(Rows from a segmentation dataset)

* * * * * * *

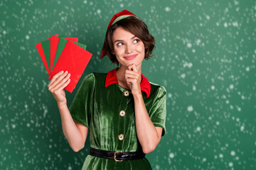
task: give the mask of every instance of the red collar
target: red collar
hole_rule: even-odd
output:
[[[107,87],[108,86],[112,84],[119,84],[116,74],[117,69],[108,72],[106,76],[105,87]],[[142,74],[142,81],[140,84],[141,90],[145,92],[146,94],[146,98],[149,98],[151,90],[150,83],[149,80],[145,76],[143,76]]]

* * * * * * *

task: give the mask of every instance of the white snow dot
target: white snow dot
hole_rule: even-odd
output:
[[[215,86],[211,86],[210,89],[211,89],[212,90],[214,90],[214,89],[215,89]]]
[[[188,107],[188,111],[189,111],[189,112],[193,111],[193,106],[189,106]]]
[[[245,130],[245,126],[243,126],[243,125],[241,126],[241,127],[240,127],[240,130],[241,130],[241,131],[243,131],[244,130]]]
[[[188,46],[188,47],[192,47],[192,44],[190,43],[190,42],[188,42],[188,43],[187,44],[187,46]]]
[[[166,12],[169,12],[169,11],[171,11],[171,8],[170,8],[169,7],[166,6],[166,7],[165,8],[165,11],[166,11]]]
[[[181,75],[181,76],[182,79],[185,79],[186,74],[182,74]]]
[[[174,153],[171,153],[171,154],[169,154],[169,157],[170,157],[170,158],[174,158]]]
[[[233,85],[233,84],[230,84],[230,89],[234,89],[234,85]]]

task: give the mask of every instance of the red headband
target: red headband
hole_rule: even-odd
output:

* * * * * * *

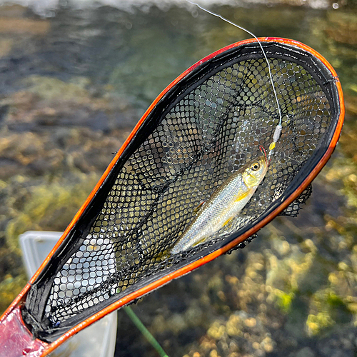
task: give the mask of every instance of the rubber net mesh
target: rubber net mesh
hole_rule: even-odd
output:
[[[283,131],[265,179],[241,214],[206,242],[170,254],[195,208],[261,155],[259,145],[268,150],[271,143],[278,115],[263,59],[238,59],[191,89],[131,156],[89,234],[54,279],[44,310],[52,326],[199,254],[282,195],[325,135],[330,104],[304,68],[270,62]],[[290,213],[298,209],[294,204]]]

* * * * * * *

Recast the data from the line containing "task: give the mask of every instance of the white" through the line containing "[[[233,85],[233,84],[230,84],[230,89],[234,89],[234,85]]]" as a Markdown table with the columns No. and Text. Put a running row number in No. and each line in Text, and leave out blank lines.

| No. | Text |
|---|---|
| 1 | task: give the mask of every instance of the white snow dot |
| 2 | target: white snow dot |
| 3 | hole_rule: even-odd |
| 4 | output: |
| 5 | [[[215,86],[211,86],[210,89],[211,89],[212,90],[214,90],[214,89],[215,89]]] |
| 6 | [[[188,107],[188,111],[189,111],[189,112],[193,111],[193,106],[189,106]]] |
| 7 | [[[245,130],[245,126],[243,126],[243,125],[241,126],[241,127],[240,127],[240,130],[241,130],[241,131],[243,131],[244,130]]] |
| 8 | [[[188,46],[188,47],[192,47],[192,44],[190,43],[190,42],[188,42],[188,43],[187,44],[187,46]]] |
| 9 | [[[166,12],[169,12],[169,11],[171,11],[171,8],[170,8],[169,7],[166,6],[166,7],[165,8],[165,11],[166,11]]] |
| 10 | [[[181,75],[181,76],[182,79],[185,79],[186,74],[182,74]]] |
| 11 | [[[174,153],[171,153],[171,154],[169,154],[169,157],[170,157],[170,158],[174,158]]] |
| 12 | [[[233,85],[233,84],[230,84],[230,89],[234,89],[234,85]]] |